A pessoa visitada tem também sua vida “expandida”, pois, receber o(a) outro(a) implica mudar a rotina do seu cotidiano, acolher a nova presença que vem, dedicar atenção e escuta...
Se re-lemos com atenção o relato de Lucas, encontraremos Isabel, a prima de Maria, como protótipo de uma vida “visitada”, de uma existência que poderia fechar-se na pequena felicidade de sua fecundidade surpreendente; no entanto, ela abriu passagem a uma voz que vinha mais além dela mesma. Isabel escutou aquela voz e soube reconhecer Maria como a nova Arca da Aliança que carregava a salvação dentro dela. E Lucas realça o detalhe de que “a criança pulou de alegria no ventre de Isabel”.
Vamos nos deixar conduzir por Maria e vamos com ela “de visita” à casa de Isabel, para recuperar o sentido do “visitar” e “ser visitado” no nosso contexto atual.
Deus visita a nós e visita através de nós, assim como Ele nos visita por meio dos outros. Há uma infinidade de anjos mensageiros, cruzando nossos espaços cotidianos, inspirando-nos, ajudando-nos, movendo nossas vidas a saírem de seus lugares fechados, a romper muros, a ultrapassar fronteiras... A intolerância, o medo do diferente, a suspeita, o preconceito... são a morte de toda possibilidade de viver a “cultura da visita”.
Uma característica de nossa sociedade é o individualismo, o fechamento narcisista que nos centra e nos concentra em nosso “ego” como lugar preferencial de atenção, dedicação, cuidado e investimento de quase todas as nossas energias disponíveis. Neste contexto social em que vivemos, cada vez mais fragmentado e individualizado, as relações vão se tornando líquidas, restando as manifestações muito superficiais, reduzi-das, talvez, a um mero contato tecnológico através das redes sociais.
Temos a sensação de que, a partir de fora, tudo nos convida a viver auto-referenciados e surdos às vozes que nos vem do mais além de nós mesmos. Muitas forças externas a nós nos pressionam a reduzir nossa vida ao tamanho de um “bonsai”, a atrofiar os desejos até reduzi-los aos pequenos bens acessíveis e a conformar-nos com pequenas doses de prazer egoísta.
Mesmo numa vida fechada, também aí irrompem as “visitações”; Maria, a “visitante” e Isabel, a “visitada”, podem nos ensinar a reconhecer Aquele que nos visita e vem a nós escondido no humilde e insignificante. Aquelas duas mulheres grávidas, Maria e Isabel, cheias e fé e grandes expectativas, envolvidas no silêncio da promessa de Deus, se encontram e no mesmo instante do abraço, a palavra se faz presente com a intensidade da compreensão, da acolhida, da alegria e da intimidade partilhada.
A visita começa a dar fruto desde o primeiro instante se há uma boa predisposição. A atitude de quem vai ao encontro e quem acolhe é elemento primordial.

::::::

• **LISTA DE TAREFAS**
**a)** Segundo o texto fornecido, que detalhe Lucas realça no encontro de Maria com Isabel?
**b)** Copie sem nenhuma alteração as linhas da listagem que vão da linha com "Point out the hand" até o fim da listagem, incluindo as duas pontas.
O texto fornecido e a listagem não têm nenhuma relação entre si.

::::::

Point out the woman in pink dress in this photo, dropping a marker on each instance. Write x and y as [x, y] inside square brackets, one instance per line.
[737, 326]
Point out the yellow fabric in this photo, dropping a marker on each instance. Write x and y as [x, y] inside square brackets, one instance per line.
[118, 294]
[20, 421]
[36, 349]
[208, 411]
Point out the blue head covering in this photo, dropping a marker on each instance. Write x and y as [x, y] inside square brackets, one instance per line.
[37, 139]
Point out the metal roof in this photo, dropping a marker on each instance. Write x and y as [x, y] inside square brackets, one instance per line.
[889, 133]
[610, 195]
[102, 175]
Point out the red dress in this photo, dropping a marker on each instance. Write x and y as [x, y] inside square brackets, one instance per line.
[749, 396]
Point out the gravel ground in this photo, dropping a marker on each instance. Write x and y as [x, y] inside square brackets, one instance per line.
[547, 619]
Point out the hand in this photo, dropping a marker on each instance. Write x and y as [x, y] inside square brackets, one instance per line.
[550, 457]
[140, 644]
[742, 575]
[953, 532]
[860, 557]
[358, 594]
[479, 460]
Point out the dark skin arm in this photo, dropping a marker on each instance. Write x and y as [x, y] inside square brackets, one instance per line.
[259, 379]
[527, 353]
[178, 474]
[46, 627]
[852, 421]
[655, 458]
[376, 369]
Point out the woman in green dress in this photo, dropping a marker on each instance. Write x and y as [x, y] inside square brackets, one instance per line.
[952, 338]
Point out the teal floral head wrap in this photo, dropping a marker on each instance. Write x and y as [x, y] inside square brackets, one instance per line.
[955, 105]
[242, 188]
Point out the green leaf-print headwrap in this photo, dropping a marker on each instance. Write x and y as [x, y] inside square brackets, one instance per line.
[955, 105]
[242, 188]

::::::

• **RESPOSTAS POR TAREFA**
**a)** Que a criança pulou de alegria no ventre de Isabel.

**b)**
Point out the hand in this photo, dropping a marker on each instance. Write x and y as [x, y] inside square brackets, one instance per line.
[550, 457]
[140, 644]
[742, 575]
[953, 532]
[860, 557]
[358, 594]
[479, 460]
Point out the dark skin arm in this photo, dropping a marker on each instance. Write x and y as [x, y] inside square brackets, one instance per line.
[259, 379]
[527, 353]
[178, 474]
[46, 627]
[852, 421]
[655, 458]
[376, 369]
Point out the woman in green dress in this photo, dropping a marker on each instance. Write x and y as [x, y] inside square brackets, one instance per line.
[952, 338]
Point out the teal floral head wrap in this photo, dropping a marker on each instance. Write x and y as [x, y] inside square brackets, one instance per line.
[955, 105]
[242, 188]
Point out the green leaf-print headwrap in this photo, dropping a marker on each instance. Write x and y as [x, y] inside square brackets, one instance per line.
[955, 105]
[242, 188]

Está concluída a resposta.